EXTRAIT DU DOCUMENT ▸
<<<<

Vous connaissez particulièrement bien la Nouvelle-Guinée. Y êtes-vous allé souvent ?
Je m’y suis rendu une trentaine de fois. La première fois en 1964, à peine trente ans après la découverte des régions centrales de l’île par les Européens. Objectivement, la Nouvelle-Guinée est l’endroit le plus intéressant du monde. Quand vous êtes allé là-bas une fois, le reste du monde vous paraît ennuyeux. Il s’agit de la deuxième plus grande île de la planète après le Groenland. Située entre l’Équateur et l’Australie, elle compte des montagnes culminant à 5000 mètres d’altitude et de la forêt vierge. On y trouve les oiseaux les plus beaux du monde et pas moins de 1000 tribus différentes y habitent parlant presque autant de langues.

D’où vient une telle diversité ?
Les montagnes et les vallées assez escarpées tendent à isoler les villages les uns des autres. Par ailleurs, la Nouvelle-Guinée n’a jamais été politiquement unifiée. L’Europe dans son ensemble l’a été au temps de l’Empire romain déjà. Lorsqu’un tel phénomène se produit, le gouvernement en place tente d’imposer ou du moins de promouvoir la langue principale du pays. Il y a 2000 ans, par exemple, il est probable qu’en Suisse, il existait une centaine de langues, un peu comme en Nouvelle-Guinée aujourd’hui. Mais en raison de l’unification politique, il n’en reste aujourd’hui plus que quatre officielles (sans compter les quelques patois survivants).

N’avez-vous jamais été intéressé par l’étude des sociétés traditionnelles helvétiques ?

>>>>

DONNÉES FOURNIES ▸
<<<<

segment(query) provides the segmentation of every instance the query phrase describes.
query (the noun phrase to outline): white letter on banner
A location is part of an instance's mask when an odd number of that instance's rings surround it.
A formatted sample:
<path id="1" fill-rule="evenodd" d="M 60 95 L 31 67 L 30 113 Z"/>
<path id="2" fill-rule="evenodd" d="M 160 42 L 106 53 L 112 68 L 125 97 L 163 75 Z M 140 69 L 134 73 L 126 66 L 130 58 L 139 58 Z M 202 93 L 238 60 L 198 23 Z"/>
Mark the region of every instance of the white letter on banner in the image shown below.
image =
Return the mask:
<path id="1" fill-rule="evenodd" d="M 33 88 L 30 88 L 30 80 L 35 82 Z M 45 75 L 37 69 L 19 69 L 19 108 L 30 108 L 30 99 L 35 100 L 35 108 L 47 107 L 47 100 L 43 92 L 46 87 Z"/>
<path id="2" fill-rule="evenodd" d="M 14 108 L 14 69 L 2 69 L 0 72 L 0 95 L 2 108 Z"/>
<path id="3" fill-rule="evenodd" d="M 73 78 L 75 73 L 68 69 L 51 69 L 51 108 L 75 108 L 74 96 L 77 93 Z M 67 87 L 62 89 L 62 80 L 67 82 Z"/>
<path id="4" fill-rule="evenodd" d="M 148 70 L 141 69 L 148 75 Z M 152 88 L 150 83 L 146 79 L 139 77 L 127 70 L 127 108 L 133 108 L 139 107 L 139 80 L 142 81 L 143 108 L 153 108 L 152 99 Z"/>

>>>>

TÂCHES ▸
A – Selon l'extrait du document, pourquoi la Nouvelle-Guinée connaît-elle une telle diversité de tribus et de langues ? Répondez en une à trois phrases.
B – Relevez tous les nombres écrits en chiffres dans l'extrait du document.
C – Recopiez l'extrait du document, tout le passage depuis « Les montagnes et » jusqu'à « quelques patois survivants). ».
Les données ne jouent aucun rôle dans ce travail.

RÉPONSES AUX TÂCHES ▸
A – Les montagnes et les vallées escarpées isolent les villages les uns des autres. Par ailleurs, la Nouvelle-Guinée n'a jamais été unifiée politiquement.

B – 1964, 5000, 1000, 2000

C –
Les montagnes et les vallées assez escarpées tendent à isoler les villages les uns des autres. Par ailleurs, la Nouvelle-Guinée n’a jamais été politiquement unifiée. L’Europe dans son ensemble l’a été au temps de l’Empire romain déjà. Lorsqu’un tel phénomène se produit, le gouvernement en place tente d’imposer ou du moins de promouvoir la langue principale du pays. Il y a 2000 ans, par exemple, il est probable qu’en Suisse, il existait une centaine de langues, un peu comme en Nouvelle-Guinée aujourd’hui. Mais en raison de l’unification politique, il n’en reste aujourd’hui plus que quatre officielles (sans compter les quelques patois survivants).